La littérature de voyage a toujours nourri mon imagination. Récits d'explorateurs, carnets de voyages, trajets surhumains, j'adore ça et éprouve une fascination toute particulière pour les explorations polaires. Celle du capitaine Robert Falcon Scott ajoute une dimension tragique à ces épopées humaines. L'histoire de l'expédition de 1910-1913 menée par Scott dans le but d'atteindre le Pôle Sud est l'histoire d'un échec sublimé par le sacrifice de ses acteurs. Et le récit qui nous en est parvenu est d'autant plus touchant qu'il est constitué d'un ensemble de notes prises au jour le jour et que Scott a tenu jusqu'au bout. Les carnets de son journal seront retrouvés sur son cadavre congelé. Scott et ses quatre compagnons étaient arrivés au pôle, le 17 janvier 1912 pour y découvrir que le norvégien Amundsen les y avait précédés d'un mois. Certainement déçus, ils se remettent en route avec le moral en berne et des conditions climatiques qui se dégradent rapidement. La petite caravane, qui tire elle même son traineau, s'affaiblit rapidement. Evans le premier décline, sa raison le lâche et, après une syncope, il meurt au pied du glacier Beardmore. La température descendant plus que prévu (aux environs de -40°C), le gel mord les hommes et le plus touché, Oates, perd l'usage de ses pieds et de ses mains. A bout, il finit par sortir de la tente en plein blizzard, se sacrifiant pour ses camarades. En vain. Scott, Wilson et Bowers n'en peuvent plus et le temps s'acharne contre eux. Impossible de marcher contre un vent debout du nord. Des dépôts de vivres et de carburant jalonnent leur piste, mais ils sont trop faibles pour parcourir les kilomètres nécessaires. Finalement, à moins de vingt kilomètres du dépôt « One ton camp » qui aurait pu les soulager, sans plus de combustible ni de vivres, ils sont cloués dans leur tente par un terrible blizzard. Ils y resteront au moins dix jours avant la dernière entrée du journal de Scott, si poignante : « C'est épouvantable, je ne puis en écrire plus long. R.Scott. Pour l'amour de Dieu, occupez vous des nôtres. ». Ils seront retrouvés par une équipe de secours six mois plus tard.

============================================================

Votre tâche: Reprenez le texte sur l'expédition de Scott au pôle Sud et poursuivez-le à partir de sa dernière phrase.

============================================================

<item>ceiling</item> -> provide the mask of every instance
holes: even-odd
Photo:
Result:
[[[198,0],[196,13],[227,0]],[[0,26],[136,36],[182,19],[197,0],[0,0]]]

============================================================

Résultat:
Contrairement à nombre de récits de voyage écrits à postériori et revus à partir de notes ou de souvenirs, Le Pôle meurtrier est un document brut, avec ses répétitions, ses indications techniques (température, latitude, longitude, etc.), ses manques et ses erreurs dues à leur prise immédiate (interprétation de faits modifiés par la suite, difficultés rencontrées, tragique de la situation finale). Le récit nous donne le portrait d'un homme très anglais, un peu raide, certain de prendre les bonnes décisions (ce qui sera discuté par la suite) mais complètement habité par sa passion. Cette passion des espaces à conquérir qui faisait l'étoffe des explorateurs de ce temps. Espaces dans lesquels ils avaient le sentiment de s'accomplir en tant qu'hommes et gentlemen pour la plus grande gloire de leur pays. Si la déception se laisse lire entre les lignes à la découverte de la victoire du norvégien, Scott essaye de donner le change dans son journal et de se montrer fair-play. Je ne sais sur quelles bases on raconte qu'il avait été profondément vexé d'être arrivé second. De même le récit du retour est une suite de moments d'inquiétude, de désespoir mais aussi d'espoir lorsqu'ils arrivent à un dépôt ou que les conditions atmosphériques s'améliorent quelque peu. Passé un moment, Scott ne cache pourtant plus qu'ils sont sans doute condamnés mais, jusqu'au bout, il ne semble pas considérer cette fin comme un échec, mais comme un exemple. C'était une autre époque.

La mort de Scott fit grand bruit à l'époque, allant jusqu'à éclipser la victoire méritée d'Amundsen. Le Pôle meurtrier fut édité en France dès 1914 chez Hachette avec des photographies splendides dues à Herbert G. Ponting. Cette expédition comprenait de nombreux membres en plus des cinq hommes qui atteignirent le pôle, dont de nombreux scientifiques. C'est peut être l'une des clefs de l'échec final de Scott. Amundsen était venu pour gagner une course et mit les moyens nécessaires pour ce faire. L'expédition de Scott était tout autant destinée à arriver le premier au Pôle qu'à effectuer de nombreuses recherches. Lors du retour, les hommes épuisés firent une halte dans le glacier de Beardmore pour collecter des échantillons de roches qu'ils trainèrent avec eux quasiment jusqu'au bout.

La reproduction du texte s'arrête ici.